Emerging growth company ☐
If an emerging growth company, indicate by check mark if the registrant has elected not to use the extended transition period for complying with any new or revised financial accounting standards provided pursuant to Section 13(a) of the Exchange Act. ☐
Item 5.02 Departure of Directors or Certain Officers; Election of Directors; Appointment of Certain Officers; Compensatory Arrangements of Certain Officers.
(b) Departure of John P. Clancy, Jr. as Chief Executive Officer and Director
On June 5, 2024, Mr. John P. Clancy, Jr., a director and the Chief Executive Officer of Enterprise Bancorp, Inc. (the “Company”) and its wholly owned subsidiary, Enterprise Bank & Trust Company (the “Bank”), notified the Boards of Directors of the Company and the Bank of his decision to retire from the Boards of Directors and as Chief Executive Officer of the Company and the Bank and transition to an executive advisor role. On June 5, 2024, the Boards of Directors of the Company and the Bank voted to accept the voluntary resignation of Mr. Clancy, effective immediately.
Mr. Clancy served as a member of the Boards of Directors of the Company and the Bank since 2003 as a member of the class of directors whose term expires at the Company’s 2027 annual meeting of shareholders. Mr. Clancy also served as the Chief Executive Officer of the Company and the Bank since 2007 and has been with the Bank since its inception. Mr. Clancy most recently served as a member of the Executive and Strategic Planning Committees of the Company’s Board of Directors, and the Enterprise Wealth Management, Loan, and Technology and Information Security Committees of the Bank’s Board of Directors. Mr. Clancy’s resignation did not relate to any disagreement on matters related to the Company’s operations, policies or practices or any other matter, and Mr. Clancy was not aware of any deficiencies in financial or operating controls at the time of his resignation.

[Records excerpted from a collection]

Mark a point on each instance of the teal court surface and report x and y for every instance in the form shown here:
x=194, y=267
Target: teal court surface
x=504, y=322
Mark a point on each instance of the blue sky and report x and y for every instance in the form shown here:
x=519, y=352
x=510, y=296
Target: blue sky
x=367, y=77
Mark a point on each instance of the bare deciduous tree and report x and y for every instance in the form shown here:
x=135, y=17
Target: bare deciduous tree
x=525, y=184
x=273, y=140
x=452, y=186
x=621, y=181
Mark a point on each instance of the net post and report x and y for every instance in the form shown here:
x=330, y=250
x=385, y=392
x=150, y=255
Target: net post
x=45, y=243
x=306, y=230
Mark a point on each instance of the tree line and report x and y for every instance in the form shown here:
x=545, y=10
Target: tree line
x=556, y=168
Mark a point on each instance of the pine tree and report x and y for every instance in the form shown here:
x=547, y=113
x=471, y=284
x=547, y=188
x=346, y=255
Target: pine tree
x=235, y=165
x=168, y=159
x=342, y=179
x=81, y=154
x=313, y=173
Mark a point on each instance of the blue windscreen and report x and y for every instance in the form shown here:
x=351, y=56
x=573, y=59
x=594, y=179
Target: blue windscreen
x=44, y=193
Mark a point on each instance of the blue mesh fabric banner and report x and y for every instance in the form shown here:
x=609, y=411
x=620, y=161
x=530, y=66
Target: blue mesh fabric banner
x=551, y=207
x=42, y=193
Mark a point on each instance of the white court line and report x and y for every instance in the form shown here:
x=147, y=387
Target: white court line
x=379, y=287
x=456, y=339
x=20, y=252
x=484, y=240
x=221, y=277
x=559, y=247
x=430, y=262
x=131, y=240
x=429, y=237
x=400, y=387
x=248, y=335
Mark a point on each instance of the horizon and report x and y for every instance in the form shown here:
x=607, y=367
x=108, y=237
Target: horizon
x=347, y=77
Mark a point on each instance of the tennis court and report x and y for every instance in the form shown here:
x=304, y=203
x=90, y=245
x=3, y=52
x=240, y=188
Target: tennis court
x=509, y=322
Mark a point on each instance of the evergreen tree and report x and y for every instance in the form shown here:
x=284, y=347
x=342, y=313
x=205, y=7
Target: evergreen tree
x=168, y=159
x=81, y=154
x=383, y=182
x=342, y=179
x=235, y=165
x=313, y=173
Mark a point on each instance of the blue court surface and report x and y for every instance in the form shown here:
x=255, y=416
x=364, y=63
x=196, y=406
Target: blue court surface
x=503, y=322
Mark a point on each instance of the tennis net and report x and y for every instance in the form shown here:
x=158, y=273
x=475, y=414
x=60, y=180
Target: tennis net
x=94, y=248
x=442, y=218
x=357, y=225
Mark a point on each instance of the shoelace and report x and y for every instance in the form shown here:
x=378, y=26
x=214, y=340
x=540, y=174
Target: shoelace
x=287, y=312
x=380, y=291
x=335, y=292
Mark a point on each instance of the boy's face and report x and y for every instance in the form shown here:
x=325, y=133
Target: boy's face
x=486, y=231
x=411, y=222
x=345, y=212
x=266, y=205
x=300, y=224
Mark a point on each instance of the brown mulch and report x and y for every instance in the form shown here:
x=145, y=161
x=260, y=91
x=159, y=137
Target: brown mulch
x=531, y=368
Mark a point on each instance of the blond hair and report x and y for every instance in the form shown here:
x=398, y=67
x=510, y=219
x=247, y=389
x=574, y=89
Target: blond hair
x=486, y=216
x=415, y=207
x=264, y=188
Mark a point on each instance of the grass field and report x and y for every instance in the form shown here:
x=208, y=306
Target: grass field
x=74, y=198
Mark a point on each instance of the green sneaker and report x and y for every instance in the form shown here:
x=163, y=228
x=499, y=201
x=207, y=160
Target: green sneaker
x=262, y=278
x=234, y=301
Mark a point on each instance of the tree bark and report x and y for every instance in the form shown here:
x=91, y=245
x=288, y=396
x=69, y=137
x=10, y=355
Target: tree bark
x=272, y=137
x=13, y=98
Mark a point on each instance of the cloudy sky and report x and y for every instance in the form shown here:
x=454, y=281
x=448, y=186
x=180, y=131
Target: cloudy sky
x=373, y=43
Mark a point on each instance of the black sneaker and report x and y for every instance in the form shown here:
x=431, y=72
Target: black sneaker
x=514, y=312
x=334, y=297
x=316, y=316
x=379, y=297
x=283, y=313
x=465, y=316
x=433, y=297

*What to work on*.
[1] Answer these questions from the filing excerpt:
(a) On what date did Mr. Clancy notify the Boards of Directors of his decision to retire?
(b) Since what year has Mr. Clancy served as Chief Executive Officer of the Company and the Bank?
(c) At which annual meeting of shareholders does the term of Mr. Clancy's class of directors expire?
[2] Duplicate the filing excerpt from "Emerging growth company ☐" up to and including "of Certain Officers.".

*Task answers*.
[1]
(a) June 5, 2024
(b) 2007
(c) The Company's 2027 annual meeting of shareholders

[2]
Emerging growth company ☐
If an emerging growth company, indicate by check mark if the registrant has elected not to use the extended transition period for complying with any new or revised financial accounting standards provided pursuant to Section 13(a) of the Exchange Act. ☐
Item 5.02 Departure of Directors or Certain Officers; Election of Directors; Appointment of Certain Officers; Compensatory Arrangements of Certain Officers.